### [The data]
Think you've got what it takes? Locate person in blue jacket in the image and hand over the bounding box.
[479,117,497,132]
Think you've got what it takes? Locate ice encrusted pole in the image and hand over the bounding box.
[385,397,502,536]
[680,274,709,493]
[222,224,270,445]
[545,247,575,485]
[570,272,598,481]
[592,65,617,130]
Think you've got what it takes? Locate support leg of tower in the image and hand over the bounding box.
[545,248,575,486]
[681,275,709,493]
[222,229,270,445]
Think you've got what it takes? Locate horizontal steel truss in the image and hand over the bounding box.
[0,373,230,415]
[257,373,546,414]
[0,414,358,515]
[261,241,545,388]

--

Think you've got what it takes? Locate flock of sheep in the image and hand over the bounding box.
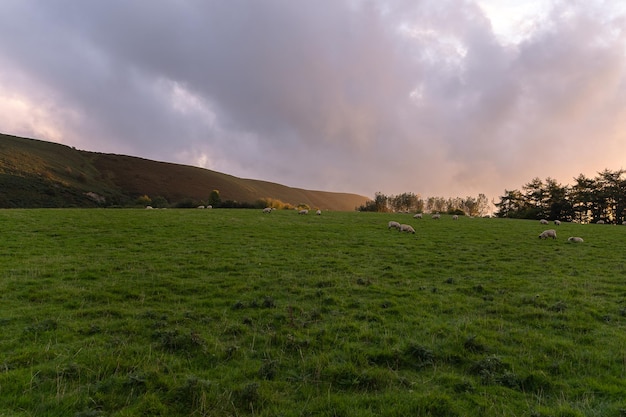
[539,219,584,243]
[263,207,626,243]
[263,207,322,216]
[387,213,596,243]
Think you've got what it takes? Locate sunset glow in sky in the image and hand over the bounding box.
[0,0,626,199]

...

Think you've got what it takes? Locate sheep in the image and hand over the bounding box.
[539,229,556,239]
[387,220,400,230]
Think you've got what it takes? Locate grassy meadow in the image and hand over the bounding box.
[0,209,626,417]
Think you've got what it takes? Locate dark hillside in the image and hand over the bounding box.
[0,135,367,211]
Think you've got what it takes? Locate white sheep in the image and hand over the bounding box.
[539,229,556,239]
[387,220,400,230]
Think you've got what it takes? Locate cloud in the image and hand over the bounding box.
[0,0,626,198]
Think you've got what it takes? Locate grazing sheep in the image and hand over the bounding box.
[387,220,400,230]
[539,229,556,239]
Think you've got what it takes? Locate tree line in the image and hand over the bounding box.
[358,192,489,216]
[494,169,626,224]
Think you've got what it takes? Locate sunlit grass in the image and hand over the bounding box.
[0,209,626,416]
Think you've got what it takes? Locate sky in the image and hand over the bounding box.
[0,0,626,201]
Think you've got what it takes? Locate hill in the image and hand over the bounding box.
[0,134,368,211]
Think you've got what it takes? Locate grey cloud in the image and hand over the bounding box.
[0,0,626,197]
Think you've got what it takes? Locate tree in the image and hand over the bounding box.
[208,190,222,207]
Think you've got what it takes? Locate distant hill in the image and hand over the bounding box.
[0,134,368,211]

### [Work required]
Repeat the records from the line with "Think you've got what it takes? Locate support" to the line with "[222,229,270,445]", switching "support leg of tower" to "tower leg" and leaving everything else unchanged.

### [Reply to the exercise]
Think you've got what it takes? Locate tower leg in the image and hand over the bounding box.
[545,248,575,486]
[681,275,709,493]
[222,229,270,445]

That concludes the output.